▶ Directions for this task:
According to the short pieces on teamwork below, why is assessing leaders against a pool of generic leadership criteria usually irrelevant? Answer in one to three sentences.

People in onboarding to any team need accelerated learning curves. They need to know their ever-evolving iterations of questions. They need to know who can best help with their questiins. They need understandings with team members on how work and communication gets done, how feedback happens and how decisions get made.
The partner frame
The labels for those we service are many. They include clients, customers, buyers, patients, students, members, citizens.
A useful frame for all is partner. Peter Block says it best: partnership is a relationship based on mutual service for mutual gain. It works.
MindFlow
When we do our best listening and talking together, our thoughts flow together to create new ideas that work. We experience mindflow.
Mindflow is the lively and productive playing with options, perspectives and curiosities. This when everyone feels free to voice considerations, clarifications and concerns. Mindflow raises the collective IQ of the group and leverages the group's capacity to be optimally creative, realistic, mindful, discerning and aligned in action. It does this because it engages simple listening. It creates understanding which opens possibility space.
We simply practice the 3 what's of mindflow:
Considerations: What if...
This is suggesting ideas, alternatives, options, additions and enhancements.
Clarifications: What are you thinking about...?
This is asking for more details and examples on anything that emerges. It's curiosity assumption testing.
Concerns: What about...?
This is describing potential issues, problems, downsides, exceptions and questions about implications.
In any conversation aimed at agreement on anything from easy to complex, all we do is engage the 3 what's.
When we're not engaging with each other in mindflow, we're presenting ideas as undebatable, defending ideas, taking sides, demeaning or dismissing what others think and wonder about, dominating or disappearing in the conversation or going along in pseudo-civility. Each of these lower the collective IQ of the group and diminish the group's capacity to be optimally creative, realistic, mindful, discerning and aligned in action.
Mindflow is ideal for any conversational context.
*from the upcoming “Simple Listening” due January 2019
What kinds of teams need what kinds of leaders?
When we help leaders develop, we need to give prime considerations to the capabilities, challenges and constraints of their teams in order to clarify what kinds of leaders they need to be and become. Assessing them against a pool of generic leadership criteria is interesting and yet usually irrelevant because it doesn't directly take into account the topology and ecology and ontology of the team.
A realistic approach to prioritizing approaches
It doesn't matter that we generate a variety of approaches to the future. There are two realities that matter: our shared capabilities and action dependencies. We have a finite scope of time and capacity. Certain things must happen before other things. This simplifies the timing of everything. Prioritization is not a question of importance but one of timing.
We're good as we are
To do well together, we don't have to analyze or change people's personalities. All we have to do is know and engage each other's knowledge, curiosity, talents connections and resources.
Project management, simple
Whatever the scope and conditions of a project, we can manage it simply by keeping our interests clear and agile, our questions varied and agile and our actions focused and agile. Agile is clearly the priority beginning to end.

▶ Supplied entries:
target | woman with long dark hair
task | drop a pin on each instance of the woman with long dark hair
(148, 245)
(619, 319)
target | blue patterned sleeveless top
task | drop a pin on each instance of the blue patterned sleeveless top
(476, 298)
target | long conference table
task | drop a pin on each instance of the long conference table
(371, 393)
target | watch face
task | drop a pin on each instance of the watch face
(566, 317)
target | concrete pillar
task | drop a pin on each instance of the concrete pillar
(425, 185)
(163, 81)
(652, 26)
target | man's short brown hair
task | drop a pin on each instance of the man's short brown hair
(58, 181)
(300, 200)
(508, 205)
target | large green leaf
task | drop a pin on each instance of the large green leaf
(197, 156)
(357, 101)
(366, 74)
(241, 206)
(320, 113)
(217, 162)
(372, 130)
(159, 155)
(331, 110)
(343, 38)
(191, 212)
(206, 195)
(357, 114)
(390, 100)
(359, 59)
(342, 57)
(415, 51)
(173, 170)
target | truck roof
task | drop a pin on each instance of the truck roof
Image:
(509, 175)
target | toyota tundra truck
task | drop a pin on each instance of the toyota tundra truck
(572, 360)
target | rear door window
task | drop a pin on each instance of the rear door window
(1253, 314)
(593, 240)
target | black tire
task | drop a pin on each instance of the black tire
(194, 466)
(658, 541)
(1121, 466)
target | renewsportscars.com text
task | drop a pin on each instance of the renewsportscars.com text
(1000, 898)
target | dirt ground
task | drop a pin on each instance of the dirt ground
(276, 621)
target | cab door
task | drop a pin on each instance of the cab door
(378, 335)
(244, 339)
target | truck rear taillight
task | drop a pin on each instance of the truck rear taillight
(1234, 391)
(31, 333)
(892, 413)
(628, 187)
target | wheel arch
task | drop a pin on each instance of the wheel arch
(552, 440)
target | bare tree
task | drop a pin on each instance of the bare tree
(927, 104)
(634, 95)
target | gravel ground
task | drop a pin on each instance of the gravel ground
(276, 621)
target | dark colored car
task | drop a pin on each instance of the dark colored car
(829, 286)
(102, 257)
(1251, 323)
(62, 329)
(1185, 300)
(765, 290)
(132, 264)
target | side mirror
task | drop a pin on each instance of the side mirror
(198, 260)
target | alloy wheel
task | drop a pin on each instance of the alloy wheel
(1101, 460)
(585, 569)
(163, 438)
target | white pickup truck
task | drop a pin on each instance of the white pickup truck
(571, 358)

▶ Your solution:
It is usually irrelevant because it doesn't directly take into account the topology, ecology and ontology of the team. Helping leaders develop should instead give prime consideration to the capabilities, challenges and constraints of their teams, which clarifies what kinds of leaders they need to be and become.